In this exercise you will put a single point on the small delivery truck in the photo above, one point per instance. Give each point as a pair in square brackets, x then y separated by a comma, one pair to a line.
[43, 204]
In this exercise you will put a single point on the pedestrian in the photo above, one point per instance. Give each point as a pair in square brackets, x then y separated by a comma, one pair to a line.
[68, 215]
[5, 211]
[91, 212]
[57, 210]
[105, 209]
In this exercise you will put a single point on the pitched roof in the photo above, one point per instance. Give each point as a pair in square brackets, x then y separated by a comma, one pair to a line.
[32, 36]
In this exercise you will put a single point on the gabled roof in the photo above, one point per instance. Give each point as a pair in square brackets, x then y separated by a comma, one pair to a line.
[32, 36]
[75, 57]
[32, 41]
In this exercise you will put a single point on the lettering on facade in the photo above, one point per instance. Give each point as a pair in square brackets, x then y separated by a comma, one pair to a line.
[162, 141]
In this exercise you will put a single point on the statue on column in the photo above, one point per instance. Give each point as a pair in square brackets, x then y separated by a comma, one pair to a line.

Direction: Give the stretch from the line containing "on the gabled" through the end of the items again, swapping "statue" for "sculpture" and leaving everything else unchanged.

Final result:
In this exercise you will put a single point on the gabled roof in the photo above, one point per instance. Give each point as a pair in square brackets, x then y separated by a comma, one pair to a line.
[32, 36]
[75, 57]
[32, 41]
In this exercise you will put a single point on the lettering on facade in the photo above, one point per instance. Give each point as a pair in square brackets, x then y separated by a comma, one pair to a line.
[162, 141]
In this exercise you will put a single point on the sculpture on column in the photo above, one point per instance. Give each point as a pair in square brackets, x then y separated by a comma, one pair to a line.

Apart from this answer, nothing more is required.